[Stored data entries]
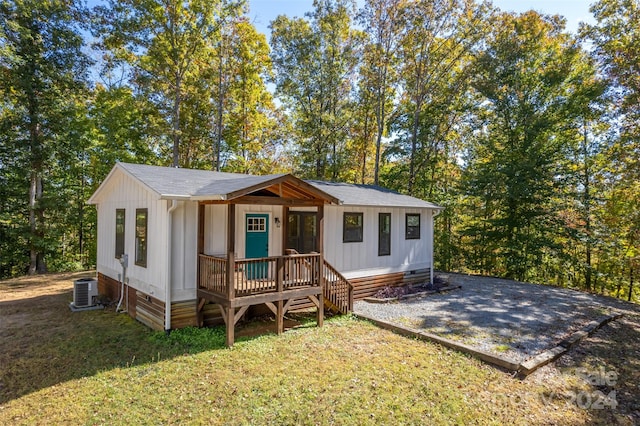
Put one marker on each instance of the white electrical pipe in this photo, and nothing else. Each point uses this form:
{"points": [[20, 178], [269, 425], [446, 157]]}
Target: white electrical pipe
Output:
{"points": [[124, 260], [167, 297]]}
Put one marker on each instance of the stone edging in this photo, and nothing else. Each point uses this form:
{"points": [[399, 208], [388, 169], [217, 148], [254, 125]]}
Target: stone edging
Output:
{"points": [[410, 296], [522, 369], [532, 364]]}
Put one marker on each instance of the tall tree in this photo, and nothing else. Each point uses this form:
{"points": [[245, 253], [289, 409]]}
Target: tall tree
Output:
{"points": [[527, 80], [382, 23], [43, 74], [436, 40], [314, 63], [165, 42], [616, 44]]}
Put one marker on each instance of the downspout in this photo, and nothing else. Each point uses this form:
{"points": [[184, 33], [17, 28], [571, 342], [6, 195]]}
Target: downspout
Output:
{"points": [[167, 297], [434, 213]]}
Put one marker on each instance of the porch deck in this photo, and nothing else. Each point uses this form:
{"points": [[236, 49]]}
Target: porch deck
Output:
{"points": [[274, 281]]}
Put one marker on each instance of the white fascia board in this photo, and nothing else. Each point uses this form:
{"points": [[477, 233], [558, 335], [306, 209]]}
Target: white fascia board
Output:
{"points": [[175, 197], [217, 197]]}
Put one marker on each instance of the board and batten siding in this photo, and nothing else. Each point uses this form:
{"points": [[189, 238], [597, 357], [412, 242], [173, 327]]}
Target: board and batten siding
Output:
{"points": [[184, 251], [124, 192], [360, 259]]}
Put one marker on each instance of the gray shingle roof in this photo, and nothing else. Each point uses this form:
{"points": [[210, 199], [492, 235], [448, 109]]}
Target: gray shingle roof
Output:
{"points": [[370, 195], [183, 183], [176, 183]]}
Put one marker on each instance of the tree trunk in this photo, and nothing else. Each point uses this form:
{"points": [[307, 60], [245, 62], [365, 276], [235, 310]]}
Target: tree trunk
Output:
{"points": [[587, 208], [630, 282], [176, 121]]}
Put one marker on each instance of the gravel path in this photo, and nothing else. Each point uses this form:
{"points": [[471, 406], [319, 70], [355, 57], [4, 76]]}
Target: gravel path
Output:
{"points": [[512, 319]]}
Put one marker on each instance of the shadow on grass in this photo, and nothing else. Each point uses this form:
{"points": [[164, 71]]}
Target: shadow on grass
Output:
{"points": [[611, 353], [43, 343]]}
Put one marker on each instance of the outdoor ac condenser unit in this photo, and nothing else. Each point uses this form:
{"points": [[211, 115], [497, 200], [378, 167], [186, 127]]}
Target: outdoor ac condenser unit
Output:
{"points": [[84, 292]]}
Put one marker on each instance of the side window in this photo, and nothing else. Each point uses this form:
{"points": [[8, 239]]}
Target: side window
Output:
{"points": [[412, 226], [120, 215], [352, 228], [384, 234], [141, 237]]}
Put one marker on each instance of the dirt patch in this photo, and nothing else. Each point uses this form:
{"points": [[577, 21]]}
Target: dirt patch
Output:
{"points": [[390, 292]]}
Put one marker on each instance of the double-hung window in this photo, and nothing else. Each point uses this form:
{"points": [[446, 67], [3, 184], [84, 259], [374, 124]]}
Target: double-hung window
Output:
{"points": [[352, 227], [141, 237], [412, 226]]}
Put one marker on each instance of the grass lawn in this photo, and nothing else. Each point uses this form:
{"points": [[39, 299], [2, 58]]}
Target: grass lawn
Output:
{"points": [[99, 367]]}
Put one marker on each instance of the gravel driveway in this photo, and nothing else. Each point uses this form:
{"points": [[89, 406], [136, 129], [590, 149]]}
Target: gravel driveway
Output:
{"points": [[511, 319]]}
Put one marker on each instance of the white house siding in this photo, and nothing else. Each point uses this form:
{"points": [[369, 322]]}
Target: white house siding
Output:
{"points": [[361, 259], [125, 193], [184, 242], [215, 229]]}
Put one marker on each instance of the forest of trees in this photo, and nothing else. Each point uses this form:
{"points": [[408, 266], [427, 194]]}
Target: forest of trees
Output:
{"points": [[528, 134]]}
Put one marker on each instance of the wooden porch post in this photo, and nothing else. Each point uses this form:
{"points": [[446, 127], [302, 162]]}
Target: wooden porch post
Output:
{"points": [[231, 266], [280, 289], [231, 249], [285, 224], [320, 313], [200, 303]]}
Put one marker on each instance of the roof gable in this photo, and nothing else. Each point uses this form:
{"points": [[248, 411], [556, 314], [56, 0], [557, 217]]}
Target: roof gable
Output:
{"points": [[199, 185]]}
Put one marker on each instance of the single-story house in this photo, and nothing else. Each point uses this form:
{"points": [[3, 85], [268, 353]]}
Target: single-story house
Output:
{"points": [[204, 246]]}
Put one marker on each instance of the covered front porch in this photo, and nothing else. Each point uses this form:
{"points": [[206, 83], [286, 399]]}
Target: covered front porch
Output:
{"points": [[260, 276]]}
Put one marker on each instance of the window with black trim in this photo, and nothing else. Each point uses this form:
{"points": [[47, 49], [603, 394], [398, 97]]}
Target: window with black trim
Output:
{"points": [[412, 226], [141, 237], [120, 215], [384, 234], [352, 228]]}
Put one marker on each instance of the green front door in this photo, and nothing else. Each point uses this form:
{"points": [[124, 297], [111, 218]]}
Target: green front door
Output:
{"points": [[257, 243]]}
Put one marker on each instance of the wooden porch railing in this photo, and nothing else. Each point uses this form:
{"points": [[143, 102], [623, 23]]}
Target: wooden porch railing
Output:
{"points": [[259, 275], [276, 274]]}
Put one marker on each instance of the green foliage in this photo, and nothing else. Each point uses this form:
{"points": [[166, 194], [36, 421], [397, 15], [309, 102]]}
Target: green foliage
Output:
{"points": [[314, 62], [525, 80], [43, 75]]}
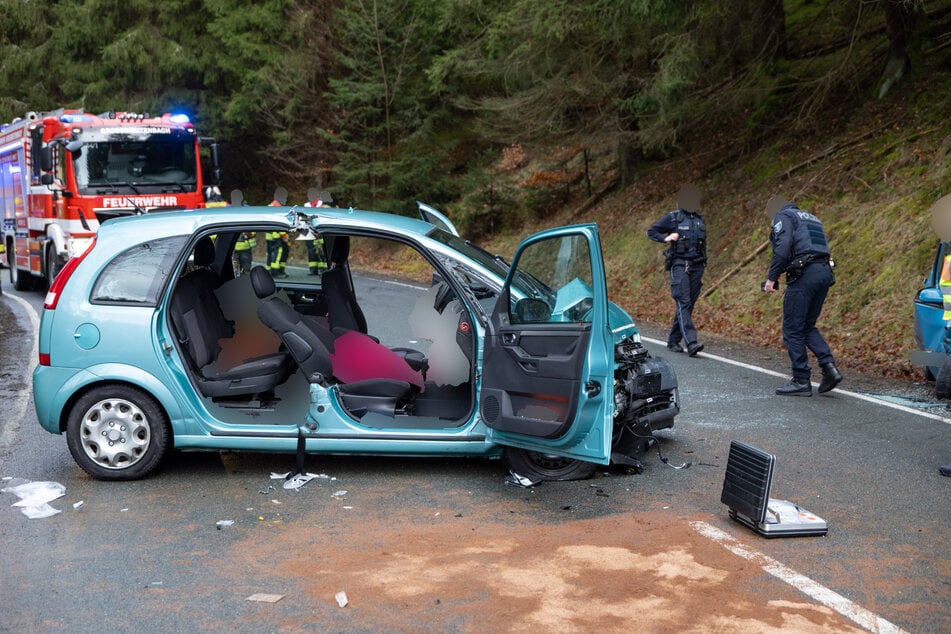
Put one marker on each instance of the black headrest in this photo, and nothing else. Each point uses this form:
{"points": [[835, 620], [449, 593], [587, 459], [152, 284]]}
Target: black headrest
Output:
{"points": [[340, 250], [262, 282], [205, 252]]}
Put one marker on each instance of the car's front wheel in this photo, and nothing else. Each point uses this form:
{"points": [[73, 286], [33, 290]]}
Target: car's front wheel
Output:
{"points": [[541, 466], [117, 432]]}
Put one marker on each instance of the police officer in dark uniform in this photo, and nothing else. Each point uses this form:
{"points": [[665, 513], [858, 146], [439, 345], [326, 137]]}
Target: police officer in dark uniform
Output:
{"points": [[685, 233], [800, 250]]}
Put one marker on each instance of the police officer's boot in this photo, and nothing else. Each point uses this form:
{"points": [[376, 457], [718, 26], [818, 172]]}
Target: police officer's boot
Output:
{"points": [[795, 388], [830, 377]]}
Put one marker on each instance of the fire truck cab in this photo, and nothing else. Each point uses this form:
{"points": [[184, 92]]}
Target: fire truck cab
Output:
{"points": [[63, 173]]}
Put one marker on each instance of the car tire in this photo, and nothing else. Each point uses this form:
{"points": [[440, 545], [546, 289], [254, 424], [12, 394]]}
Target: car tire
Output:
{"points": [[942, 383], [539, 466], [118, 432]]}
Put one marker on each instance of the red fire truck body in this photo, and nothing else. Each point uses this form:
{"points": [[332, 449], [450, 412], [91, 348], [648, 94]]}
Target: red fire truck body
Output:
{"points": [[63, 173]]}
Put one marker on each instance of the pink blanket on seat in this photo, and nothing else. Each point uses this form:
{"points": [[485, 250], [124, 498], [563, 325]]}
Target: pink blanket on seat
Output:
{"points": [[357, 357]]}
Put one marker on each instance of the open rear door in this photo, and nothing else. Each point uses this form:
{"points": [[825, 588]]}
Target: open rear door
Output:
{"points": [[548, 364]]}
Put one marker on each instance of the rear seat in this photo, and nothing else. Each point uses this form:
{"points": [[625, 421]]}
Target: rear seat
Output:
{"points": [[199, 324]]}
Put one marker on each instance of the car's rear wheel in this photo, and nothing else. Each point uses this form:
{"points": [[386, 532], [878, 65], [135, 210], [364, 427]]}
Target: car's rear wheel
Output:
{"points": [[541, 466], [117, 432], [942, 383]]}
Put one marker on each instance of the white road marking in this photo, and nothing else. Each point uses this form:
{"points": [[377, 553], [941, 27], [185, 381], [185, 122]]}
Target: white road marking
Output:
{"points": [[833, 600], [856, 395], [23, 399]]}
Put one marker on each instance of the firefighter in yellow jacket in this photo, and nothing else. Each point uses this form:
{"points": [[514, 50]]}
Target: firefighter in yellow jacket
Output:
{"points": [[316, 260], [242, 252], [277, 242]]}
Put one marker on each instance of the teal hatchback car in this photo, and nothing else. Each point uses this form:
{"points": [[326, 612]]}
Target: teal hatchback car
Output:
{"points": [[155, 339]]}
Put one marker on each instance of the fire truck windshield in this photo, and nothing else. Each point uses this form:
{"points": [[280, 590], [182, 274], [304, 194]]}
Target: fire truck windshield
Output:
{"points": [[159, 163]]}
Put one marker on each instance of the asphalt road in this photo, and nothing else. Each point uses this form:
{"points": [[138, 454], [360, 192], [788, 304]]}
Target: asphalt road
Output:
{"points": [[149, 556]]}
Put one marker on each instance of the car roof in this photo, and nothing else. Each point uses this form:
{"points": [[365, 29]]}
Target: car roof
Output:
{"points": [[159, 224]]}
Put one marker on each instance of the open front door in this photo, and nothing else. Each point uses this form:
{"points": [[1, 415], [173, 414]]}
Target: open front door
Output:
{"points": [[548, 364]]}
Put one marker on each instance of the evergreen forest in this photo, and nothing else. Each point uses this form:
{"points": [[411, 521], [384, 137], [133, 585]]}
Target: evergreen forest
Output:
{"points": [[515, 115]]}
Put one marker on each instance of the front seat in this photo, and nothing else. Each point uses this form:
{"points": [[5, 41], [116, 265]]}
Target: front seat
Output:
{"points": [[342, 308], [311, 345]]}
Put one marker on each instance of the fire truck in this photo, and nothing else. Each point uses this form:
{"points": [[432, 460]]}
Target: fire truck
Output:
{"points": [[65, 172]]}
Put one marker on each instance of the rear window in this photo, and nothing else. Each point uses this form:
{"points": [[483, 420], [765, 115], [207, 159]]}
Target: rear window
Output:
{"points": [[138, 274]]}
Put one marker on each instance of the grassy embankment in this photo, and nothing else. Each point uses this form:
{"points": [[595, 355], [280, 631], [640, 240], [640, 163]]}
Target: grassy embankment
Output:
{"points": [[870, 179]]}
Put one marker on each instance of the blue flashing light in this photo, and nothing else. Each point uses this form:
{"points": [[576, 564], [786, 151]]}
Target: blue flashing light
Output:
{"points": [[74, 118]]}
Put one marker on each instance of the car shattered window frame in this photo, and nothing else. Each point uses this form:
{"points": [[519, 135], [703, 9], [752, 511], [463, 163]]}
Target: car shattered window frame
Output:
{"points": [[138, 274]]}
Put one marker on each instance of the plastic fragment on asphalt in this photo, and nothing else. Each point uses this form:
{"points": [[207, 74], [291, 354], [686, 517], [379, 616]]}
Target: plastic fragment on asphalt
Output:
{"points": [[39, 512], [264, 597], [297, 481], [342, 599], [34, 496], [520, 480]]}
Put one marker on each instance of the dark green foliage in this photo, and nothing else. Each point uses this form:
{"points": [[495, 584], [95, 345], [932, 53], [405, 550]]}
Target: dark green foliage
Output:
{"points": [[389, 101]]}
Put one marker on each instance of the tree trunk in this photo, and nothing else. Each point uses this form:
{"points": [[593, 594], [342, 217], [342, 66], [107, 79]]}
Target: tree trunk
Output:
{"points": [[901, 17], [769, 29], [628, 158]]}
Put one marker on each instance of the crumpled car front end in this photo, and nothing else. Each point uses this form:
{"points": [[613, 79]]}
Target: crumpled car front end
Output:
{"points": [[645, 400]]}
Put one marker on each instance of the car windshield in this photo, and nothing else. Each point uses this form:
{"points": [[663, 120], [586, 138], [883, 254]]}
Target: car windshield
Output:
{"points": [[525, 284]]}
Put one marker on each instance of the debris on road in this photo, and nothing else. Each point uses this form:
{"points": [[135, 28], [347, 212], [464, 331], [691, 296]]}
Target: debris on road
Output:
{"points": [[520, 480], [342, 599], [35, 496], [264, 597]]}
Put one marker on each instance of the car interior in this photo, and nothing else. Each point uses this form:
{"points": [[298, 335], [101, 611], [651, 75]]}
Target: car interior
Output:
{"points": [[399, 352]]}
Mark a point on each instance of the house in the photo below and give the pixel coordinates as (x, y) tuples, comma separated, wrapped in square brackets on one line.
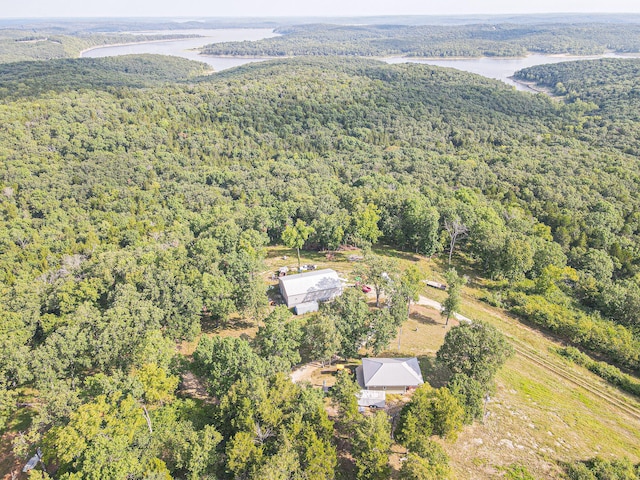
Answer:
[(317, 285), (393, 375)]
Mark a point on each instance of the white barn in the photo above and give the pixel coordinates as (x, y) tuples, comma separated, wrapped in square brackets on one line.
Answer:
[(314, 286)]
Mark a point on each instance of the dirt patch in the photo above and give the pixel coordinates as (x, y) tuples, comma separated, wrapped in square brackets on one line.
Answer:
[(191, 386)]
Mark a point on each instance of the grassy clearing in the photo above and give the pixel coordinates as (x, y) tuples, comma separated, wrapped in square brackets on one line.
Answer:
[(536, 419)]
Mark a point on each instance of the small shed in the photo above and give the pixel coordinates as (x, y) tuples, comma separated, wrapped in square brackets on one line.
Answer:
[(372, 398), (392, 375), (307, 307), (317, 285)]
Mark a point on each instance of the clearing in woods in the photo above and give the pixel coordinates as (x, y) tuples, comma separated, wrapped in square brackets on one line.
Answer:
[(544, 410)]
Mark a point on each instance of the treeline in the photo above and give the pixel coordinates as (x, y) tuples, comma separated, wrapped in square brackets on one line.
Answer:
[(611, 84), (25, 79), (130, 217), (492, 40), (18, 45), (407, 146)]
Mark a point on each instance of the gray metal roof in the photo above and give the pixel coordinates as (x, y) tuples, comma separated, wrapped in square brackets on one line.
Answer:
[(391, 372), (313, 281), (367, 398)]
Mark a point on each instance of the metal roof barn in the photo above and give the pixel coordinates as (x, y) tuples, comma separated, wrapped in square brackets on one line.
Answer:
[(318, 286)]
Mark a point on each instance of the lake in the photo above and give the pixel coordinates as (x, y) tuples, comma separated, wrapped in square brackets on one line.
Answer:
[(498, 67), (491, 67), (186, 47)]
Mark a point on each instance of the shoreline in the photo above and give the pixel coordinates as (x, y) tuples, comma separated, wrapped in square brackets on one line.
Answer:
[(110, 45), (531, 86)]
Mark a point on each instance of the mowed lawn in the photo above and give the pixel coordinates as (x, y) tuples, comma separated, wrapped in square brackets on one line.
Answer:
[(534, 417)]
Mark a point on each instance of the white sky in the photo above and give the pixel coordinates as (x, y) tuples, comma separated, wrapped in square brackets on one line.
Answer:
[(258, 8)]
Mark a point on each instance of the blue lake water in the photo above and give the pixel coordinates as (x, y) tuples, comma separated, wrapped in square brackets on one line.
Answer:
[(491, 67), (186, 48)]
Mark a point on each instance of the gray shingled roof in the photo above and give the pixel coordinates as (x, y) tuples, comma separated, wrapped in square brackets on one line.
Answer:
[(391, 372), (316, 280)]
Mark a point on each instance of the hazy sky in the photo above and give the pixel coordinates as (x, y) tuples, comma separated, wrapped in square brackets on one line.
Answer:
[(213, 8)]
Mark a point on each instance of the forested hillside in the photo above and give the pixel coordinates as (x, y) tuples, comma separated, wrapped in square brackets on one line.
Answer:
[(500, 40), (130, 214)]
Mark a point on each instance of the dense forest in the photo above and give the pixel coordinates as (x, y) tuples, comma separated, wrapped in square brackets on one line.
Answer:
[(491, 40), (134, 210)]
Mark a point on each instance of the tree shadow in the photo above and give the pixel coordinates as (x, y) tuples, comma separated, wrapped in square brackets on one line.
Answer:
[(434, 373), (390, 252), (424, 319)]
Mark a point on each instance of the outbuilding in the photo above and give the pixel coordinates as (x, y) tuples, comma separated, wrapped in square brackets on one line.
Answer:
[(393, 375), (317, 285)]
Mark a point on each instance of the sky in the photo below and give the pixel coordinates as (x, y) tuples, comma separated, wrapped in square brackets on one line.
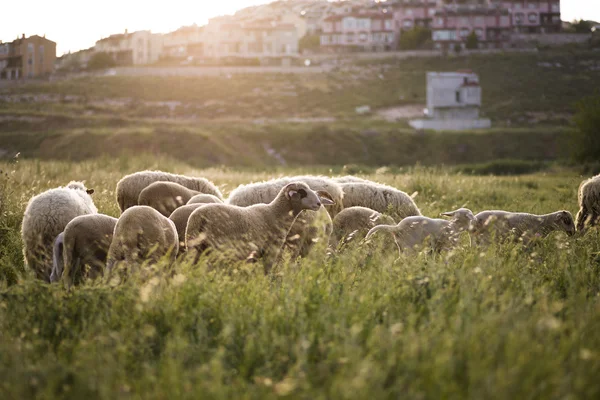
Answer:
[(77, 24)]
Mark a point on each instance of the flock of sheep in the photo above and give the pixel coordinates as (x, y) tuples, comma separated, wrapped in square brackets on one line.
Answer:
[(168, 215)]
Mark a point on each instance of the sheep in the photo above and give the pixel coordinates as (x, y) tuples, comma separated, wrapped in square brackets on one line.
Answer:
[(265, 192), (142, 233), (381, 198), (165, 197), (523, 226), (180, 219), (256, 231), (85, 241), (412, 232), (588, 196), (47, 215), (204, 199), (354, 223), (130, 186)]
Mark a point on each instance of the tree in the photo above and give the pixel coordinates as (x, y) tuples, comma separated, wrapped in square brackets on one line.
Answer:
[(586, 138), (472, 41), (414, 38), (101, 60)]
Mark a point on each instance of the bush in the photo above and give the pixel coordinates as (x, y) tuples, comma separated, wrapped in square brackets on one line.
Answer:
[(414, 39), (101, 60), (586, 138)]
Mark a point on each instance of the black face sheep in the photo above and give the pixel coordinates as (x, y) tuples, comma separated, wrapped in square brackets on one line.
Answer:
[(353, 224), (130, 186), (204, 199), (165, 197), (180, 219), (47, 215), (588, 197), (412, 233), (256, 231), (142, 234), (378, 197), (521, 226), (80, 251)]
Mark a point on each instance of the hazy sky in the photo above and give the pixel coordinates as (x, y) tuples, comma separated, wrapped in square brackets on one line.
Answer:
[(77, 24)]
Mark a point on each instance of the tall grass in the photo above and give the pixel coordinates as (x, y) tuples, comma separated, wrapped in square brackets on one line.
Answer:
[(502, 322)]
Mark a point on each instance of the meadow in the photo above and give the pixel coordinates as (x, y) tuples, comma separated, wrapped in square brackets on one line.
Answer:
[(499, 323)]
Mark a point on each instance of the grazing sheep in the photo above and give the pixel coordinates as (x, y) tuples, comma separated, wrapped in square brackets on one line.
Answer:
[(165, 197), (412, 232), (523, 226), (180, 219), (381, 198), (204, 199), (265, 192), (256, 231), (130, 186), (588, 197), (141, 234), (354, 223), (84, 242), (47, 215)]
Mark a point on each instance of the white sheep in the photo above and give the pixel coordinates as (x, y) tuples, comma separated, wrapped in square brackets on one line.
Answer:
[(412, 233), (130, 186), (521, 226), (180, 218), (80, 250), (249, 233), (47, 215), (142, 234), (204, 199), (354, 223), (378, 197), (588, 197), (165, 197)]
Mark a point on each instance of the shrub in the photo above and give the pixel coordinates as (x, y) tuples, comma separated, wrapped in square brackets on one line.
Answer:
[(586, 138)]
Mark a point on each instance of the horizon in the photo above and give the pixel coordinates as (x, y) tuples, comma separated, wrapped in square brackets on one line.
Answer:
[(60, 27)]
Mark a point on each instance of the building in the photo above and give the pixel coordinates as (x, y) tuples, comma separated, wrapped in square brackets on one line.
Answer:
[(24, 58), (365, 31), (453, 102), (135, 48), (229, 37)]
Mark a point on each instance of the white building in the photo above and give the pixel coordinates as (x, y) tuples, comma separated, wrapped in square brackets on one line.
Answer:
[(453, 102)]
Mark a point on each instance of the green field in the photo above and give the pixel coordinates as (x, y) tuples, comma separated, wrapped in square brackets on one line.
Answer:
[(504, 322)]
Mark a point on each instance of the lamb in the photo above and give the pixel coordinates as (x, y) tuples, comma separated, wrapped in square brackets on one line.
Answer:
[(47, 215), (130, 186), (165, 197), (354, 223), (588, 197), (381, 198), (204, 199), (412, 232), (523, 226), (256, 231), (84, 242), (265, 192), (180, 218), (141, 234)]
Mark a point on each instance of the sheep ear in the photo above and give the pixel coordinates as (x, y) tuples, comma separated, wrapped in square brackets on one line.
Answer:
[(325, 197)]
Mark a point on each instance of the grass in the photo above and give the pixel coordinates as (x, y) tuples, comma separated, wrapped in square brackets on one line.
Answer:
[(503, 322)]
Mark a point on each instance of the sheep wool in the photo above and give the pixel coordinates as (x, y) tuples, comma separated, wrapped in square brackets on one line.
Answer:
[(46, 216), (130, 186)]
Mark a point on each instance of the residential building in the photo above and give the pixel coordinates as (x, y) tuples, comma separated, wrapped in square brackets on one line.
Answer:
[(135, 48), (23, 58), (453, 102), (367, 31), (187, 41)]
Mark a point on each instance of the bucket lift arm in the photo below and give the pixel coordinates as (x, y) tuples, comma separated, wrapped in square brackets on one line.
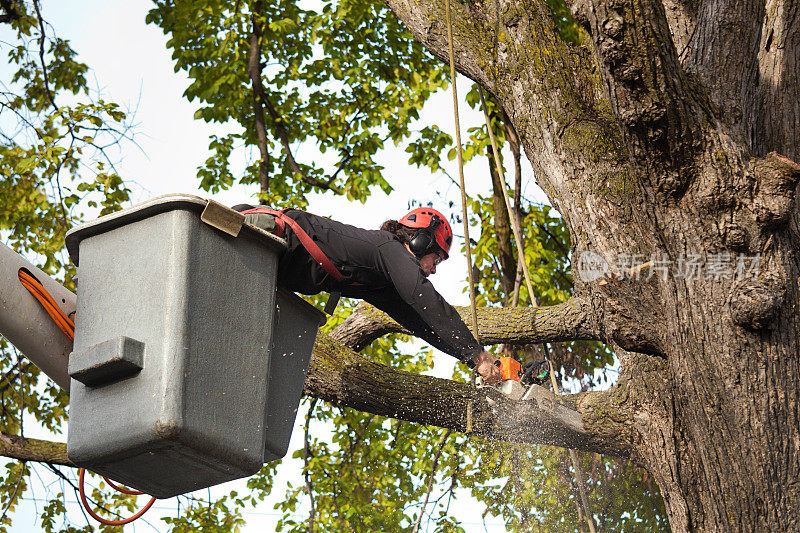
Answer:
[(25, 323)]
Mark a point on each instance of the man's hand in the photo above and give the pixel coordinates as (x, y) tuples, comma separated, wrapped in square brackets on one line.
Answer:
[(486, 367)]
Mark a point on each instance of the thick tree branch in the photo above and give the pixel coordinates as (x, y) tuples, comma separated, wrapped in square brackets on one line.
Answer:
[(572, 320), (594, 421)]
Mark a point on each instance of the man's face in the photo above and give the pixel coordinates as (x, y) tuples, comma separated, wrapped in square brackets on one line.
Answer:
[(428, 262)]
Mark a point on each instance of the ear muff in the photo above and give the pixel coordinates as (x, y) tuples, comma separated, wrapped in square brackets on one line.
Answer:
[(424, 242)]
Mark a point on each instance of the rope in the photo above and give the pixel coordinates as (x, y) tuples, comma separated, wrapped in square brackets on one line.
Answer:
[(511, 214), (67, 326), (576, 465), (461, 173)]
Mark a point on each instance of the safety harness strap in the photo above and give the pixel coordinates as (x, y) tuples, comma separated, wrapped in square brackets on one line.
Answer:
[(308, 243)]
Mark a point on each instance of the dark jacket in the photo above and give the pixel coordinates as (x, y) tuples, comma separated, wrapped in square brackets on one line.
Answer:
[(380, 270)]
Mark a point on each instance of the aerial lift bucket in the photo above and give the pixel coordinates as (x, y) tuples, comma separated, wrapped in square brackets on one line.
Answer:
[(188, 365)]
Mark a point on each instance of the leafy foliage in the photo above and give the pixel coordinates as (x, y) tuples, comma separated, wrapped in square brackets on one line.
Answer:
[(54, 161), (342, 77)]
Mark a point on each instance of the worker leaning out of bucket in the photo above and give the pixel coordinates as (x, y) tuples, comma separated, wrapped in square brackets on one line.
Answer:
[(388, 268)]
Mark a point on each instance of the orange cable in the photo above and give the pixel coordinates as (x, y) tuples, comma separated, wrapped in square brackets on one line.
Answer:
[(66, 325)]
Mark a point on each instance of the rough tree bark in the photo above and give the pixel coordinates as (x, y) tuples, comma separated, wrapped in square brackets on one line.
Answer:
[(671, 133)]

**Instructions to follow:** Apply a filter for "interior" to the data above, then copy each line that matches.

**Task output:**
Put one marker on each instance of the car interior in this photo, and nothing else. Each point uses this form:
Target: car interior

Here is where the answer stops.